__Work to complete__:
1 > Which people are named in the Ocklawaha text? List every one.
2 > Update everything in the Ocklawaha text from "Ocklawaha (also spelled" down to "Metropolitan Statistical Area.", putting "rural community" where "unincorporated community" stands.
3 > Do these statements agree with the Ocklawaha text? Answer yes or no for each, quoting the deciding words. (a) The post office at Ocklawaha was established in 1884. (b) Arthur "Doc" Barker was arrested in Miami. (c) The gang rented the property under the name "Blackburn".

__Excerpted passage__:
——————
Ocklawaha (also spelled Oklawaha) is an unincorporated community and census-designated place (CDP) in Marion County, Florida, United States. As of the 2020 census, the population was 1,508. The community is part of the Ocala Metropolitan Statistical Area.

History
A post office was established at Ocklawaha in 1884. The area has its own postal district (32179) and post office. The community took its name from the nearby Ocklawaha River.

The Shootout

In 1935, Ocklawaha was the scene of a shootout between federal agents and Barker-Karpis Gang member Fred Barker. The agents fired about 500 bullets into the house, with roughly 250 shots fired in return, according to the after-action report of Special Agent in Charge Earl "E.J." Connelley. The fight ended in the deaths of Fred Barker and his mother Kate "Ma" Barker. Each year, the Ocklawaha Chamber of Commerce puts on a reenactment of the event.

FBI agents discovered the hideout of the Barker-Karpis Gang after Arthur "Doc" Barker (one of Ma Barker's sons) was arrested in Chicago on January 8, 1935. A map found in Arthur's possession indicated that other gang members were in Ocklawaha. The FBI soon located the house where the gang was staying after identifying references to a local alligator named "Gator Joe", mentioned in a letter sent to Arthur. The gang had rented the property under the pseudonym "Blackburn", claiming to be a mother and sons wanting to vacation in a country retreat.
——————
[Dataset excerpt]
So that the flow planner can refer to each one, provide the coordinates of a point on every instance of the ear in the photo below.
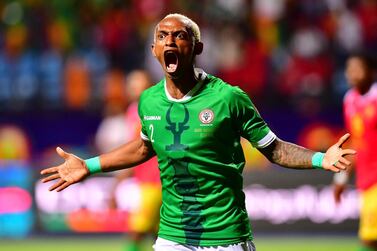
(152, 49)
(198, 48)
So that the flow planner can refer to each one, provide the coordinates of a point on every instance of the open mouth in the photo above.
(171, 61)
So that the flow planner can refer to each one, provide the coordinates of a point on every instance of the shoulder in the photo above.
(151, 95)
(350, 95)
(373, 90)
(224, 89)
(153, 90)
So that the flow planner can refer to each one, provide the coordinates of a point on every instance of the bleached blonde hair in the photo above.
(194, 27)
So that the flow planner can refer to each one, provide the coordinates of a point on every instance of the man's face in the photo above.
(174, 46)
(356, 72)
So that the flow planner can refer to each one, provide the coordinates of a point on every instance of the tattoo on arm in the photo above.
(288, 155)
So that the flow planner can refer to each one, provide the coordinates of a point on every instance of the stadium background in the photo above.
——————
__Solved problems__:
1 > Fred Barker, Kate "Ma" Barker, Earl "E.J." Connelley, Arthur "Doc" Barker

2 >
Ocklawaha (also spelled Oklawaha) is an rural community and census-designated place (CDP) in Marion County, Florida, United States. As of the 2020 census, the population was 1,508. The community is part of the Ocala Metropolitan Statistical Area.

3 >
(a) Yes: "A post office was established at Ocklawaha in 1884."
(b) No: "was arrested in Chicago on January 8, 1935"
(c) Yes: "The gang had rented the property under the pseudonym "Blackburn""